Start of Dataset extract

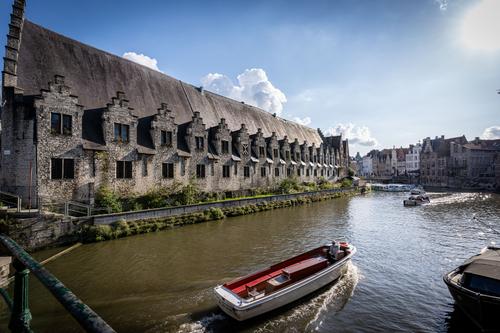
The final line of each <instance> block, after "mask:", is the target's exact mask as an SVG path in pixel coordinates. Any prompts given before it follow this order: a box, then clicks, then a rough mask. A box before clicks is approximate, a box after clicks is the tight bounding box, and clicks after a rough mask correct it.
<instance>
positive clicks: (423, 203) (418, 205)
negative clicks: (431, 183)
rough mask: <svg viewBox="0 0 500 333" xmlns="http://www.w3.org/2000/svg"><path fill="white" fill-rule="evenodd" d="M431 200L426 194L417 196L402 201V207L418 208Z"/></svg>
mask: <svg viewBox="0 0 500 333" xmlns="http://www.w3.org/2000/svg"><path fill="white" fill-rule="evenodd" d="M430 202H431V199H430V198H429V196H427V195H426V194H421V195H417V196H413V195H412V196H411V197H409V198H408V199H406V200H403V205H405V206H420V205H423V204H427V203H430Z"/></svg>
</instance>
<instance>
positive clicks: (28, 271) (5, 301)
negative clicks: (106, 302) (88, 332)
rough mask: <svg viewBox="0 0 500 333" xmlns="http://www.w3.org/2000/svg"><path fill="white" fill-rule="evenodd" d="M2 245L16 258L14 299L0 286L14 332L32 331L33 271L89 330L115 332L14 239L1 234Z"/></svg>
mask: <svg viewBox="0 0 500 333" xmlns="http://www.w3.org/2000/svg"><path fill="white" fill-rule="evenodd" d="M0 246H1V250H2V253H3V254H4V255H5V254H7V255H10V256H12V257H13V261H12V266H13V267H14V269H15V273H14V295H13V298H11V297H10V295H9V294H8V292H7V291H6V290H5V289H4V288H0V296H2V297H3V299H4V300H5V302H6V303H7V306H8V308H9V310H10V311H11V316H10V321H9V329H10V330H11V332H14V333H18V332H19V333H21V332H22V333H27V332H32V330H31V328H30V322H31V318H32V316H31V312H30V310H29V306H28V293H29V288H28V282H29V273H30V272H31V273H33V275H34V276H35V277H36V278H37V279H38V280H39V281H40V282H41V283H42V285H43V286H44V287H45V288H46V289H47V290H48V291H50V292H51V293H52V295H53V296H54V297H55V298H56V299H57V300H58V301H59V303H61V305H62V306H63V307H64V308H65V309H66V311H67V312H69V313H70V314H71V315H72V316H73V318H75V319H76V321H77V322H78V324H79V325H80V326H81V327H82V328H83V329H84V330H85V331H87V332H93V333H111V332H115V331H114V330H113V329H112V328H111V326H109V325H108V324H107V323H106V322H105V321H104V320H103V319H102V318H101V317H99V315H98V314H97V313H95V312H94V311H93V310H92V309H91V308H90V307H89V306H87V305H86V304H85V303H83V302H82V301H81V300H80V299H79V298H78V297H76V295H75V294H73V293H72V292H71V290H69V289H68V288H67V287H66V286H65V285H64V284H63V283H62V282H61V281H59V280H58V279H57V278H56V277H55V276H54V275H52V274H51V273H50V272H49V271H48V270H46V269H45V268H44V267H43V266H42V265H41V264H40V263H39V262H38V261H36V260H35V259H33V258H32V257H31V256H30V255H29V254H28V253H27V252H26V251H25V250H24V249H23V248H22V247H21V246H19V245H18V244H17V243H16V242H15V241H13V240H12V239H11V238H9V237H8V236H6V235H3V234H2V235H0ZM9 261H10V260H9ZM7 265H8V263H7ZM4 268H5V266H4Z"/></svg>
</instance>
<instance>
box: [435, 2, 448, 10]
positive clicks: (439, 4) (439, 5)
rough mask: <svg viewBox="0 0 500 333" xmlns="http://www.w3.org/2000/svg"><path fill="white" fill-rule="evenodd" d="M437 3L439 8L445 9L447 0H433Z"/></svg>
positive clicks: (441, 9) (440, 9)
mask: <svg viewBox="0 0 500 333" xmlns="http://www.w3.org/2000/svg"><path fill="white" fill-rule="evenodd" d="M434 1H435V2H436V3H437V4H438V5H439V9H440V10H442V11H446V10H447V9H448V0H434Z"/></svg>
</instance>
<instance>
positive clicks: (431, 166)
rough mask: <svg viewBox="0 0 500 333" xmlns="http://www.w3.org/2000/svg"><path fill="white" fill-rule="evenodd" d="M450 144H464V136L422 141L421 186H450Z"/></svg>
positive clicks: (464, 143) (450, 163) (441, 137)
mask: <svg viewBox="0 0 500 333" xmlns="http://www.w3.org/2000/svg"><path fill="white" fill-rule="evenodd" d="M451 143H456V144H465V143H467V139H466V138H465V136H461V137H456V138H449V139H445V138H444V135H442V136H441V137H437V136H436V138H435V139H431V138H429V137H427V138H425V139H424V140H423V144H422V151H421V154H420V181H421V183H422V185H426V186H437V187H448V186H449V184H450V169H449V167H450V165H451V163H450V162H451V156H450V146H451Z"/></svg>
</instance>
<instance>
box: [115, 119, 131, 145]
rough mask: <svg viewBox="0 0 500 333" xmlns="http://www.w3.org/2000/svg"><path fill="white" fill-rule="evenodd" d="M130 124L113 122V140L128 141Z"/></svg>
mask: <svg viewBox="0 0 500 333" xmlns="http://www.w3.org/2000/svg"><path fill="white" fill-rule="evenodd" d="M129 140H130V126H129V125H125V124H119V123H115V141H117V142H129Z"/></svg>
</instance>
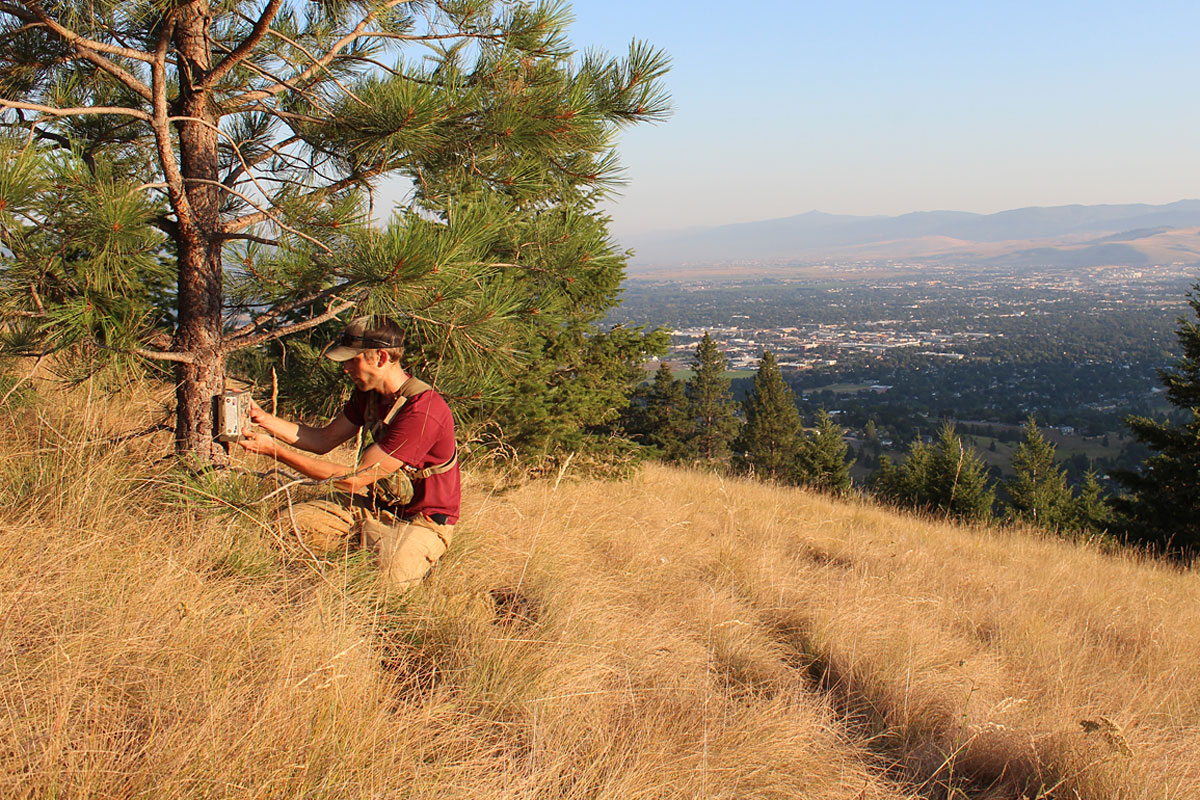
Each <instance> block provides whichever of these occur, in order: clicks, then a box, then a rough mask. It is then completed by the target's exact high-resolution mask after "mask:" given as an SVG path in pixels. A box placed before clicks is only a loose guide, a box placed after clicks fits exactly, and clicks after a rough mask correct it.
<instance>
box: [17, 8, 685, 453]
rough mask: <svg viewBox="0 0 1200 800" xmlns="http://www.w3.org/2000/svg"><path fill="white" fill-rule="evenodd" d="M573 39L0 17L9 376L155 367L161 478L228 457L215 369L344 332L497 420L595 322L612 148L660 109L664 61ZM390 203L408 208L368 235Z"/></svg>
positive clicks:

End of Dataset extract

The problem:
Full transcription without images: please go through the records and repeat them exactly.

Output below:
The final line of each <instance> block, after "mask:", is the target's exact mask as an SVG path in pixel coordinates. Any prompts given before it follow this order: a box, then clicks, then a rough mask. A box before clicks is approximate, a box after clicks is the tight bounding box, and clicks after a rough mask correct it.
<instance>
positive clicks: (423, 203) (418, 205)
negative clicks: (431, 183)
rough mask: <svg viewBox="0 0 500 333" xmlns="http://www.w3.org/2000/svg"><path fill="white" fill-rule="evenodd" d="M431 200L426 194L417 196L402 201V207L418 208Z"/></svg>
mask: <svg viewBox="0 0 500 333" xmlns="http://www.w3.org/2000/svg"><path fill="white" fill-rule="evenodd" d="M430 202H431V199H430V198H429V196H427V195H426V194H421V195H417V196H413V195H412V196H411V197H409V198H408V199H406V200H403V205H405V206H420V205H423V204H427V203H430Z"/></svg>
</instance>
<instance>
positive clicks: (28, 271) (5, 301)
negative clicks: (106, 302) (88, 332)
rough mask: <svg viewBox="0 0 500 333" xmlns="http://www.w3.org/2000/svg"><path fill="white" fill-rule="evenodd" d="M2 245L16 258L14 299L0 286L14 332L32 331L33 271L89 330L115 332L14 239L1 234Z"/></svg>
mask: <svg viewBox="0 0 500 333" xmlns="http://www.w3.org/2000/svg"><path fill="white" fill-rule="evenodd" d="M0 246H1V250H2V253H3V254H4V255H5V254H7V255H10V256H12V257H13V261H12V266H13V267H14V269H15V273H14V295H13V298H11V297H10V295H9V294H8V292H7V291H6V290H5V289H4V288H0V296H2V297H3V299H4V300H5V302H6V303H7V306H8V308H9V310H10V311H11V316H10V321H9V329H10V330H11V332H14V333H18V332H19V333H21V332H22V333H27V332H32V330H31V328H30V322H31V318H32V316H31V312H30V310H29V306H28V293H29V288H28V282H29V273H30V272H31V273H33V275H34V276H35V277H36V278H37V279H38V280H39V281H40V282H41V283H42V285H43V286H44V287H45V288H46V289H47V290H48V291H50V292H51V293H52V295H53V296H54V297H55V298H56V299H57V300H58V301H59V303H61V305H62V306H63V307H64V308H65V309H66V311H67V312H69V313H70V314H71V315H72V316H73V318H75V319H76V321H77V322H78V324H79V325H80V326H81V327H82V328H83V329H84V330H85V331H87V332H93V333H111V332H115V331H114V330H113V329H112V328H111V326H109V325H108V324H107V323H106V322H105V321H104V320H103V319H102V318H101V317H99V315H98V314H97V313H95V312H94V311H93V310H92V309H91V308H90V307H89V306H87V305H86V304H85V303H83V302H82V301H81V300H80V299H79V298H78V297H76V295H75V294H73V293H72V292H71V290H69V289H68V288H67V287H66V286H65V285H64V284H63V283H62V282H61V281H59V280H58V279H57V278H56V277H55V276H54V275H52V274H51V273H50V272H49V271H48V270H46V269H45V268H44V267H43V266H42V265H41V264H40V263H39V262H38V261H36V260H35V259H33V258H32V257H31V256H30V255H29V254H28V253H27V252H26V251H25V250H24V249H23V248H22V247H21V246H19V245H18V244H17V243H16V242H15V241H13V240H12V239H11V238H9V237H8V236H6V235H3V234H2V235H0ZM9 261H10V260H9ZM7 265H8V263H7ZM4 268H5V266H4Z"/></svg>
</instance>
<instance>
box: [435, 2, 448, 10]
positive clicks: (439, 4) (439, 5)
rough mask: <svg viewBox="0 0 500 333" xmlns="http://www.w3.org/2000/svg"><path fill="white" fill-rule="evenodd" d="M437 3L439 8L445 9L447 0H433Z"/></svg>
positive clicks: (441, 9) (440, 9)
mask: <svg viewBox="0 0 500 333" xmlns="http://www.w3.org/2000/svg"><path fill="white" fill-rule="evenodd" d="M434 1H435V2H436V3H437V4H438V5H439V9H440V10H442V11H446V10H447V9H448V0H434Z"/></svg>
</instance>
<instance>
positive clicks: (431, 166)
rough mask: <svg viewBox="0 0 500 333" xmlns="http://www.w3.org/2000/svg"><path fill="white" fill-rule="evenodd" d="M450 144H464V136L422 141L421 186H450Z"/></svg>
positive clicks: (464, 143) (450, 163) (441, 137)
mask: <svg viewBox="0 0 500 333" xmlns="http://www.w3.org/2000/svg"><path fill="white" fill-rule="evenodd" d="M451 143H456V144H465V143H467V139H466V138H465V136H461V137H456V138H449V139H445V138H444V135H442V136H441V137H437V136H436V138H435V139H431V138H429V137H427V138H425V139H424V140H423V144H422V151H421V154H420V181H421V183H422V185H426V186H437V187H448V186H449V184H450V169H449V167H450V165H451V163H450V162H451V156H450V146H451Z"/></svg>
</instance>
<instance>
box: [115, 119, 131, 145]
rough mask: <svg viewBox="0 0 500 333" xmlns="http://www.w3.org/2000/svg"><path fill="white" fill-rule="evenodd" d="M130 124L113 122V140L128 141Z"/></svg>
mask: <svg viewBox="0 0 500 333" xmlns="http://www.w3.org/2000/svg"><path fill="white" fill-rule="evenodd" d="M129 140H130V126H129V125H125V124H119V123H115V141H117V142H129Z"/></svg>
</instance>
Each <instance> block provides whichever of these occur, in order: clicks, then a box, then a rough mask. It is then completed by the target's exact high-resolution mask after "mask:" given as an SVG path in pixels. A box placed before clicks is only a loose guide, a box placed after clicks fits exactly, and clicks after a rough mask correct it.
<instance>
box: [17, 8, 685, 453]
rough mask: <svg viewBox="0 0 1200 800" xmlns="http://www.w3.org/2000/svg"><path fill="white" fill-rule="evenodd" d="M573 39L0 17L9 376L155 367L161 478L228 457L215 369L344 332L497 420L595 322L612 148L660 109L664 61ZM390 203L408 208L368 235Z"/></svg>
positive clicks:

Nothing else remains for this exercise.